PROBLEM TO SOLVE: Print the records below exactly as they appear. Omit all pictures.

(Stored data entries)
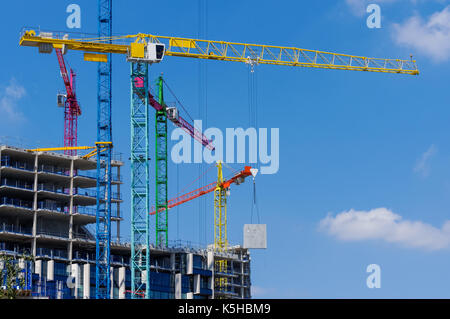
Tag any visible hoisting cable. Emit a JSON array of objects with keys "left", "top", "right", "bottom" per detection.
[
  {"left": 175, "top": 163, "right": 215, "bottom": 197},
  {"left": 162, "top": 79, "right": 195, "bottom": 123},
  {"left": 221, "top": 161, "right": 241, "bottom": 177},
  {"left": 197, "top": 0, "right": 209, "bottom": 245},
  {"left": 247, "top": 54, "right": 259, "bottom": 134},
  {"left": 250, "top": 169, "right": 260, "bottom": 224},
  {"left": 247, "top": 55, "right": 261, "bottom": 224}
]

RESPONSE AREA:
Tag any visible hoisting cable. Emit a JSON array of objects with keys "left", "top", "right", "bottom" per detection.
[
  {"left": 175, "top": 163, "right": 215, "bottom": 197},
  {"left": 162, "top": 79, "right": 195, "bottom": 123},
  {"left": 221, "top": 161, "right": 241, "bottom": 177},
  {"left": 197, "top": 0, "right": 209, "bottom": 245},
  {"left": 247, "top": 54, "right": 259, "bottom": 134},
  {"left": 250, "top": 169, "right": 260, "bottom": 224},
  {"left": 247, "top": 55, "right": 261, "bottom": 224}
]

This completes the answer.